**OBJECTIVE:** Report how many lines of the data below contain the string "green", treating uppercase and lowercase letters as different, and give only that number.

**INPUT MATERIAL:**
────────

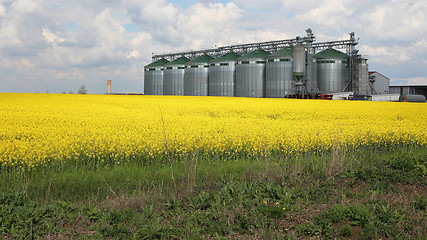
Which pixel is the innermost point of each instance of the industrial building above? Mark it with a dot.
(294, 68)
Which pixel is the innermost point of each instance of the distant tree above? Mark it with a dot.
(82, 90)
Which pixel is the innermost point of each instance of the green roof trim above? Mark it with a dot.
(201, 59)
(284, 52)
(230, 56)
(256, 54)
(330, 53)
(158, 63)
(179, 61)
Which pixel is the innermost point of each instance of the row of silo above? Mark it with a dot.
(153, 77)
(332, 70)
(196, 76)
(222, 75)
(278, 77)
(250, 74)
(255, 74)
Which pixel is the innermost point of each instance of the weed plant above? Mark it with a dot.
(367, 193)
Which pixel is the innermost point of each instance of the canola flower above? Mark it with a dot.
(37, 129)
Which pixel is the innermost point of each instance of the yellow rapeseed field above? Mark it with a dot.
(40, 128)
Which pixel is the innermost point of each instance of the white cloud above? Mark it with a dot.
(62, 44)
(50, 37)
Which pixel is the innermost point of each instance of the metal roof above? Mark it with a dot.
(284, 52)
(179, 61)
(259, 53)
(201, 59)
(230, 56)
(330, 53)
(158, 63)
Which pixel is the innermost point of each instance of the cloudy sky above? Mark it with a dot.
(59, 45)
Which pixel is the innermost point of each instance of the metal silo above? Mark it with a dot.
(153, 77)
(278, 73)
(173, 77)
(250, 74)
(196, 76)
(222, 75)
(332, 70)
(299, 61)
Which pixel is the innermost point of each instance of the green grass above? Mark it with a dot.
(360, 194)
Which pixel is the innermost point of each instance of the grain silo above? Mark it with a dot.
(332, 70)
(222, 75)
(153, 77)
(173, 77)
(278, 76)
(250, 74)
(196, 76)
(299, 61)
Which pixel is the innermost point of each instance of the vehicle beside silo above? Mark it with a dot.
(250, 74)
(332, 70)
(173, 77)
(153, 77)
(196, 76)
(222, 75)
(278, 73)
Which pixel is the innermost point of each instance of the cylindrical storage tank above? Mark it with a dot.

────────

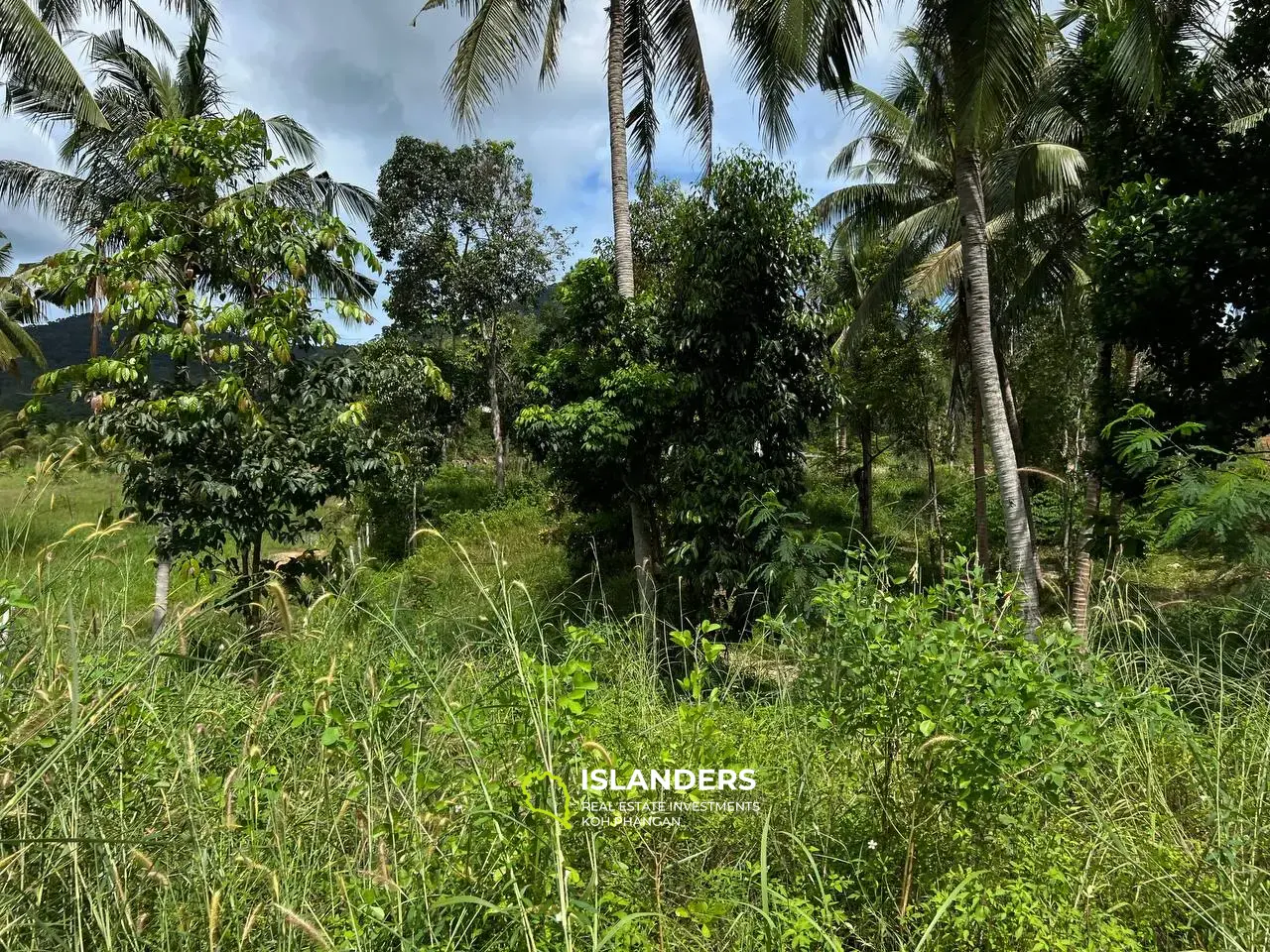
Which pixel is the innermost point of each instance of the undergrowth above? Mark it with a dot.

────────

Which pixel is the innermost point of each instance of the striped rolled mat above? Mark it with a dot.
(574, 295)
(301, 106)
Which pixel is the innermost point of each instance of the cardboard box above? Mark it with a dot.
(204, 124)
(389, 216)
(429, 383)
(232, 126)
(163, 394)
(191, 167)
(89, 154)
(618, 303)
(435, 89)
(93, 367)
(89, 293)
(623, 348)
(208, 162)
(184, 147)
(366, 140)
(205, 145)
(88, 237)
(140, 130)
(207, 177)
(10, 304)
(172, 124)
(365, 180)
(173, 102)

────────

**WORKED SOLUTION:** 2